● Texto de origem:
--------------------------------------------------

6. O processo não continha, na fase do despacho saneador, os elementos necessários para decidir a excepção de abuso de direito, invocada pela Recorrente, que o despacho recorrido denominou de «excepção de “supressio”», ou seja, para decidir do mérito da causa, uma vez que faltava produzir a prova documental requerida pela Recorrente no final da contestação, e produzir a prova testemunhal requerida pela Recorrente, que indicou 15 (quinze) testemunhas!, para demonstrar os factos bastantes que alegou para configurar a excepção de abuso de direito, denominada no despacho recorrido de «excepção de “supressio”», nomeadamente, os factos de onde se pode concluir que o Recorrido tenha criado na Recorrente a convicção de que não iria exigir dela os direitos que agora reclama.
7. A presente causa não é simples (o Recorrido pela qualificação do contrato de agência como contrato de trabalho, o pagamento de créditos laborais, o reconhecimento da licitude da resolução do seu contrato de trabalho, com as legais consequências, incluindo uma indemnização por danos não patrimoniais, e a Recorrente, na sua contestação de 1242 artigos, alega a excepção de abuso de direito, na modalidade de «venire contra factum proprium», defende-se por impugnação e deduz um pedido reconvencional…)
8. O processo não continha, na fase do despacho saneador, os elementos necessários para decidir a excepção de abuso de direito, invocada pela Recorrente, que o despacho recorrido denominou de «excepção de “supressio”», ou seja, para decidir do mérito da causa, e a presente causa não é simples, pelo que o Tribunal a quo podia, e devia, ter relegado tal decisão para momento posterior ao despacho saneador.
9. O despacho recorrido, na parte em que julgou improcedente a excepção de abuso de direito, invocada pela Recorrente, que o mesmo denominou de «excepção de “supressio”», sem que o processo contivesse, na fase do despacho saneador, os elementos necessários para decidir a excepção de abuso de direito, invocada pela Recorrente, que o despacho recorrido denominou de «excepção de “supressio”», ou seja, para decidir do mérito da causa, e sem que a presente causa fosse simples, violou o disposto no artigo 62.º, n.º 2, do Código de Processo do Trabalho, padecendo, assim, de erro de julgamento da matéria de direito, pelo que deve ser revogado e substituído por outro que relegue tal decisão para momento posterior ao despacho saneador.
I.4 O Recorrido Réu não contra-alegou.
I.5 O Ministério Público teve visto nos autos, nos termos do art.º 87.º3, do CPT, tendo-se pronunciado no sentido da procedência do recurso, na consideração do seguinte:
Salvo melhor opinião, entende-se, que terá sido prematura a decisão de improcedência da invocada excepção de abuso de direito, na modalidade considerada, pelo Despacho em recurso, de “supressio”.
Com efeito, neste particular, o processo não continha ainda, nesta fase, os elementos necessários, ou todos os elementos, para decidir a excepção de abuso de direito, invocada pela Recorrente.

--------------------------------------------------

Entradas de indicação de objetos rotulados:
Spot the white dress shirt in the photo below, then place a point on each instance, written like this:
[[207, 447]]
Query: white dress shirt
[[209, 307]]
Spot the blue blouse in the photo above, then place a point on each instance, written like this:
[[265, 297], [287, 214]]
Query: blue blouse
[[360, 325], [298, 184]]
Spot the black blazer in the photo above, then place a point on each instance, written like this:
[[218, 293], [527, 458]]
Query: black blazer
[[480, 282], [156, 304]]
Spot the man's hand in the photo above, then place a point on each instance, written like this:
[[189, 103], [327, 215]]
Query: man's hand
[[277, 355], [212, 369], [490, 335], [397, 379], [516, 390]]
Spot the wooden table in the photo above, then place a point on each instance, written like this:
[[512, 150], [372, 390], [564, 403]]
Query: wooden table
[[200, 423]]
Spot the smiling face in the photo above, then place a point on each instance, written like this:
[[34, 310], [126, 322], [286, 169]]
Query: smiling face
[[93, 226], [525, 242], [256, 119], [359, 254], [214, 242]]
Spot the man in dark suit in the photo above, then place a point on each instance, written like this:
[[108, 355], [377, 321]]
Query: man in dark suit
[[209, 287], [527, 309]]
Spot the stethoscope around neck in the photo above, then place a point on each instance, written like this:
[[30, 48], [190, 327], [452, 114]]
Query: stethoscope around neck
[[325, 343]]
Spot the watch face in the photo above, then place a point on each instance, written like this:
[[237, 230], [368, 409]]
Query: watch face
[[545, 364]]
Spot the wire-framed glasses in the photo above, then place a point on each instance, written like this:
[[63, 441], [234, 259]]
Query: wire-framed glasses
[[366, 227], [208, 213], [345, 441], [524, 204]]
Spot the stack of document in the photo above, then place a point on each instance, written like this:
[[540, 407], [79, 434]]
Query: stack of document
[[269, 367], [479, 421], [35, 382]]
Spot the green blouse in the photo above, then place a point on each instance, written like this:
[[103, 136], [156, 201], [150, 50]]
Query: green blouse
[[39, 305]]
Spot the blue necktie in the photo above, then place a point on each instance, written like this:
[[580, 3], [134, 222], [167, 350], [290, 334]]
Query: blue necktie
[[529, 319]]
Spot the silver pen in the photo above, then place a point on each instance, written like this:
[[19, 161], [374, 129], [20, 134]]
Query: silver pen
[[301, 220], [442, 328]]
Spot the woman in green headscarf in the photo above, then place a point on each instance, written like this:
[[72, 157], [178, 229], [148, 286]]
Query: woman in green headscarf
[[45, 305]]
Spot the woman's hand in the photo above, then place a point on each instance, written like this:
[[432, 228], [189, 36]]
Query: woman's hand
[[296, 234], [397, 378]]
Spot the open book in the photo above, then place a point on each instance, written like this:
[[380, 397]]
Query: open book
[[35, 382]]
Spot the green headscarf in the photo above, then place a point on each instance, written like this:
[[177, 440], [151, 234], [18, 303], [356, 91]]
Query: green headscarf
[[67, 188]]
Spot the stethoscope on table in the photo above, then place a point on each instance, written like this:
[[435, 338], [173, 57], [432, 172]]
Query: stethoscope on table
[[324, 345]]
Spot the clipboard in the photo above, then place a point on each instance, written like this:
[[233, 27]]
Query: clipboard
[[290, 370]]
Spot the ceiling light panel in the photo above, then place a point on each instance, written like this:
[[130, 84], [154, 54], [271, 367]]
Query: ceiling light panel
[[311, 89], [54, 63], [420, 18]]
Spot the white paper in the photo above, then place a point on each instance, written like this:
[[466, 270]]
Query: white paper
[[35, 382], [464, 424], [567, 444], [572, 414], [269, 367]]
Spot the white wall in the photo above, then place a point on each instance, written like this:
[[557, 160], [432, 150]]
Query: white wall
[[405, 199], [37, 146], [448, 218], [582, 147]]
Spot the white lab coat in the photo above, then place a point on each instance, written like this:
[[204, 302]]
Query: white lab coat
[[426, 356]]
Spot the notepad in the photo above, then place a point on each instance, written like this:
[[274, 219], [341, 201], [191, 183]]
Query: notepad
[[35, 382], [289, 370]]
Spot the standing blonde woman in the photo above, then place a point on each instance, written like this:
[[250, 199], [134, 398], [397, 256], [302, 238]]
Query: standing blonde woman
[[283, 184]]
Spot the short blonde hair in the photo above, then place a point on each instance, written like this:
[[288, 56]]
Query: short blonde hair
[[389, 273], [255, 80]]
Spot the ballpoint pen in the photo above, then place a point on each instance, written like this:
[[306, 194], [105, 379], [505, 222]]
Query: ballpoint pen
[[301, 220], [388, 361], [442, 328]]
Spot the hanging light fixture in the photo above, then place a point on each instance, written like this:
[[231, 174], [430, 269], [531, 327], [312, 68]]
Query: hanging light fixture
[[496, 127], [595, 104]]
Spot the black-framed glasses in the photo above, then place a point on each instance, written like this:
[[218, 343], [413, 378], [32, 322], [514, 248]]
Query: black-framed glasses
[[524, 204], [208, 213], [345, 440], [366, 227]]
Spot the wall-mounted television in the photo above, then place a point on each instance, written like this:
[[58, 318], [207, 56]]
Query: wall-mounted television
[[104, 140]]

--------------------------------------------------

● As suas tarefas:
1. Responda a estas perguntas sobre o texto do recurso:
(a) Quantas testemunhas indicou a Recorrente?
(b) Quantos artigos tem a contestação da Recorrente?
(c) Segundo o ponto 9, que disposição do Código de Processo do Trabalho foi violada pelo despacho recorrido?
2. Copie do texto do recurso o trecho que começa em "I.5 O Ministério" e acaba em "invocada pela Recorrente.".
3. Prossiga com o texto do recurso sobre o despacho saneador a partir do ponto em que ele termina.

● Respostas escritas:
1.
(a) 15 (quinze) testemunhas.
(b) 1242 artigos.
(c) O artigo 62.º, n.º 2.

2.
I.5 O Ministério Público teve visto nos autos, nos termos do art.º 87.º3, do CPT, tendo-se pronunciado no sentido da procedência do recurso, na consideração do seguinte:
Salvo melhor opinião, entende-se, que terá sido prematura a decisão de improcedência da invocada excepção de abuso de direito, na modalidade considerada, pelo Despacho em recurso, de “supressio”.
Com efeito, neste particular, o processo não continha ainda, nesta fase, os elementos necessários, ou todos os elementos, para decidir a excepção de abuso de direito, invocada pela Recorrente.

3.
O despacho em recurso, decidiu do mérito da causa, devendo, antes, salvo melhor entendimento, relegar tal decisão para momento posterior ao despacho saneador, apreciados todos os elementos de prova a produzir.
Tanto mais que há decisões anteriores a decidir pela verificação do abuso de direito em casos semelhantes, como os acórdãos citados nas alegações de recurso.
E considerou também o STJ que, “integra abuso do direito a propositura duma acção em que o A. pede que seja reconhecido como trabalho subordinado o período de mais de 12 anos de colaboração com uma empresa ao abrigo de sucessivos contratos de agência, peticionando o pagamento de férias, subsídio de férias e Natal, e outros créditos laborais, se, ao passar ao estatuto de contrato de trabalho por tempo indeterminado da mesma empresa, acordou com esta que o contrato de agência em vigor ficava suspenso para terminar (automaticamente) no dia em que vier a cessar o contrato de trabalho, ficando o trabalhador com direito a uma indemnização pela cessação do contrato de agência correspondente ao valor das comissões que lhe seriam devidas até ao termo deste contrato, de montante nunca inferior a 18 (dezoito) meses da média mensal das comissões auferidas nos doze meses anteriores à celebração desse acordo, se o contrato de trabalho cessar por razões que lhe sejam imputáveis.
Esta conduta constitui abuso de direito na modalidade de venire contra factum proprium, em virtude de estar em oposição frontal com a assumida nesse acordo, frustrando a confiança da empresa que legitimamente confiou em que os interesses do trabalhador ficaram suficientemente acautelados com a celebração desse acordo. – Ac. de 12.09.2013, proc. 842/09.1TTMTS.P1-4ªsecção (Gonçalves da Rocha, Leones Dantas e Melo Lima).
Em suma, entende-se que, assiste razão à recorrente, neste particular».
I.6 Foram cumpridos os vistos legais e determinada a inscrição do processo para julgamento em conferência.
I.7 Delimitação do objecto do recurso
Sendo o objecto do recurso delimitado pelas conclusões das alegações apresentadas, salvo questões do conhecimento oficioso [artigos 87.º do Código do Processo do Trabalho e artigos 639.º, 640.º, 635.º n.º 4 e 608.º n.º2, do CPC, aprovado pela Lei n.º 41/2013, de 26 de Junho], a questão colocada pela recorrente para apreciação consiste em saber se o tribunal a quo ao ter julgado improcedente a excepção de abuso de direito, sem que o processo contivesse, na fase do despacho saneador, os elementos necessários para a decidir, violou o disposto no artigo 62.º, n.º 2, do Código de Processo do Trabalho, padecendo a decisão de erro de julgamento da matéria de direito.
II. FUNDAMENTAÇÃO
II.1 MOTIVAÇÃO DE FACTO
A matéria relevante para a apreciação do presente recurso é a que consta do relatório.
II.2 MOTIVAÇÃO DE DIREITO
A recorrente discorda da decisão do Tribunal a quo, defendendo que errou ao ter julgado improcedente a excepção de abuso de direito, sem que o processo contivesse, na fase do despacho saneador, os elementos necessários para a decidir, violando o disposto no artigo 62.º, n.º 2, do Código de Processo do Trabalho, padecendo, assim, de erro de julgamento da matéria de direito.
Defende que a decisão deve ser revogada e substituída por outra relegue tal decisão para momento posterior ao despacho saneador.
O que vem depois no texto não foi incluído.